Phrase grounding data
---*---

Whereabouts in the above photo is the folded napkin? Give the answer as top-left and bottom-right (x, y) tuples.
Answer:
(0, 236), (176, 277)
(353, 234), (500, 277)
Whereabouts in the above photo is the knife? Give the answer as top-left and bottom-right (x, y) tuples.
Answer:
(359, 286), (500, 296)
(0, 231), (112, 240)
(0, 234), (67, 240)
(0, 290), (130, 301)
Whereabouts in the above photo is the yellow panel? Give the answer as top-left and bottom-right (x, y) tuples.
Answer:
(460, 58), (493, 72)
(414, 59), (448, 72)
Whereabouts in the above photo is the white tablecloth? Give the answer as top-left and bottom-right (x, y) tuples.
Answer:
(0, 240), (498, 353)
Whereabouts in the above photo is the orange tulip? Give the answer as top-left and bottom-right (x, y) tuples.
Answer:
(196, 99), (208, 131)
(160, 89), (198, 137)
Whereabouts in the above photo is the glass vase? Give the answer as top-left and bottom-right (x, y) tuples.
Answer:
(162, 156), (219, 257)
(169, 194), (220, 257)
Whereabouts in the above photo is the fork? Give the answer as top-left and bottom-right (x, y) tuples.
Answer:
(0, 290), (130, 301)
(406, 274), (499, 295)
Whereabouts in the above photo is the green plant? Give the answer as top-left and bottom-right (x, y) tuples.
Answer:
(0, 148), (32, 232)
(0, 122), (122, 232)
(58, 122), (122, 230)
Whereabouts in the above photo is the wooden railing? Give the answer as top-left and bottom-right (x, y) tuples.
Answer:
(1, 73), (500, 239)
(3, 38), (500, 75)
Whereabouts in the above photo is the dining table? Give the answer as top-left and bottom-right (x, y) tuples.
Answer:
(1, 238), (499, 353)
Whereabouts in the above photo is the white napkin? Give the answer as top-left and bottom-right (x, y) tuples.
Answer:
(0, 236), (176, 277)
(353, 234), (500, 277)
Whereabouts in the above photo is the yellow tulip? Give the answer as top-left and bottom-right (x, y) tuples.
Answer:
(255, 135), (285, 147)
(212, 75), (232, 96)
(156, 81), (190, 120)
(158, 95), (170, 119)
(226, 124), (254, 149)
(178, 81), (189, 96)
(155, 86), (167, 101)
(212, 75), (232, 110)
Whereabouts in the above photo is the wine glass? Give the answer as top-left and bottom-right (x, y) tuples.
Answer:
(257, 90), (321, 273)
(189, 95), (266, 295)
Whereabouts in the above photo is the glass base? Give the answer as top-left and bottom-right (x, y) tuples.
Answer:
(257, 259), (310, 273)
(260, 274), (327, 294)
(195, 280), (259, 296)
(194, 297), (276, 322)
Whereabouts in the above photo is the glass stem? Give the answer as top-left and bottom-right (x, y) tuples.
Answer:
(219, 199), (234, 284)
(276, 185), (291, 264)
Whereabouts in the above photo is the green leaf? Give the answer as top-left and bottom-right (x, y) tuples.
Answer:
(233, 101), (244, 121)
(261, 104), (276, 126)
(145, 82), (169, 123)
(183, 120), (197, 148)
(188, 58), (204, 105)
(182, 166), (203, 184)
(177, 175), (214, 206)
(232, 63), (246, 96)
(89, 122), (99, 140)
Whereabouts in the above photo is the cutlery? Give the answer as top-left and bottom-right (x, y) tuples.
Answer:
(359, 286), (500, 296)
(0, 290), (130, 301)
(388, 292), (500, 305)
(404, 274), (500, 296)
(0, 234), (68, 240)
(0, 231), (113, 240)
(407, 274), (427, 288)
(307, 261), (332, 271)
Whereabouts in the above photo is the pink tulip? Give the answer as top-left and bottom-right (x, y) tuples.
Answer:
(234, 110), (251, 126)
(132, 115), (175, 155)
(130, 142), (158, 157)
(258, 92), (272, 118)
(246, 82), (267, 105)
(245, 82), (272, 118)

---*---

▸ **DIRECTIONS FOR THIS TASK**
Make sure that every entry above is copied out exactly as it stands.

▸ **ANSWER AREA**
Whereabouts in the above photo is the folded napkin? Give the answer as top-left and bottom-right (x, y) tuples.
Answer:
(0, 236), (176, 277)
(353, 234), (500, 277)
Whereabouts in the above photo is the knife? Give the answer as top-left and bottom-right (x, y) tuples.
Answer:
(359, 286), (500, 296)
(0, 231), (112, 240)
(0, 234), (67, 240)
(0, 290), (130, 301)
Whereabouts in the above photo is the yellow panel? Give the answer as top-left and bottom-right (x, y) tuples.
Answer:
(460, 58), (493, 72)
(414, 59), (448, 72)
Whereabouts in the above photo is the white tablecloth? Give the answer as top-left and bottom-right (x, y) tuples.
Answer:
(0, 240), (498, 353)
Whereabouts in the above photo is the orange tulip? Give the answer as top-left and bottom-right (x, y) tuples.
Answer:
(196, 99), (208, 131)
(160, 89), (198, 137)
Whereabouts in the above photo is the glass vase? Give the answer as top-left and bottom-right (x, y) tuples.
Answer:
(162, 156), (219, 257)
(169, 194), (220, 257)
Whereabouts in the above photo is the fork? Give the answer as top-left and bottom-right (x, y) tuples.
Answer:
(0, 290), (130, 301)
(406, 274), (499, 295)
Whereabouts in the above photo is the green plant? Give the answer as top-left and bottom-right (x, y) tuples.
Answer:
(0, 148), (32, 232)
(0, 122), (122, 232)
(58, 122), (122, 230)
Whereabouts in the above photo is the wooden railing? Give the answer as top-left and bottom-right (x, y) tuples.
Answer:
(1, 73), (500, 239)
(3, 38), (500, 75)
Whereabouts in the above photo is the dining table? Give the answer as top-left and bottom-right (x, y) tuples.
Answer:
(1, 238), (499, 353)
Whereabouts in the above photo is the white napkin? Give the answer as top-left and bottom-right (x, y) tuples.
Answer:
(0, 236), (176, 277)
(353, 234), (500, 277)
Whereabouts in the above photo is the yellow tulip? Give the answer as top-left and bottom-right (x, y) tuples.
Answer:
(255, 135), (285, 147)
(212, 75), (232, 96)
(156, 81), (190, 120)
(158, 95), (170, 119)
(226, 124), (254, 149)
(178, 81), (189, 96)
(155, 86), (167, 101)
(212, 75), (232, 110)
Whereabouts in the above photo is the wine glass? Give the answer as top-left and bottom-right (x, y) tuples.
Answer:
(257, 90), (321, 273)
(189, 95), (266, 295)
Whereabouts in the above photo is the glass base? Give the answer as top-left and bottom-right (x, y) tuples.
Answer:
(257, 259), (310, 273)
(260, 274), (327, 294)
(195, 280), (259, 296)
(194, 297), (276, 322)
Whereabouts in the above photo is the glass stem? Give the answer as top-left and bottom-right (x, y) tuples.
Answer:
(219, 199), (234, 284)
(276, 185), (291, 264)
Whereabouts in the above photo is the green leaf? Give the answer as top-left and bottom-right (x, y) tuples.
Answer:
(233, 101), (244, 121)
(261, 104), (276, 126)
(145, 82), (169, 123)
(183, 120), (197, 148)
(188, 58), (204, 105)
(182, 166), (203, 184)
(177, 175), (214, 206)
(232, 63), (246, 96)
(89, 122), (99, 140)
Whereabouts in the above photo is the cutlery? Give the answer as top-left and bottom-right (x, y) tuples.
Answer:
(359, 286), (500, 296)
(0, 290), (130, 301)
(388, 292), (500, 305)
(404, 274), (500, 296)
(0, 234), (68, 240)
(0, 231), (113, 240)
(407, 274), (427, 288)
(307, 261), (332, 271)
Whereabouts in the above photo is the pink tulip? Give the answer as top-left and bottom-right (x, y) tuples.
Answer:
(234, 110), (251, 126)
(132, 115), (175, 155)
(130, 142), (158, 157)
(258, 92), (272, 118)
(246, 82), (267, 105)
(245, 82), (272, 118)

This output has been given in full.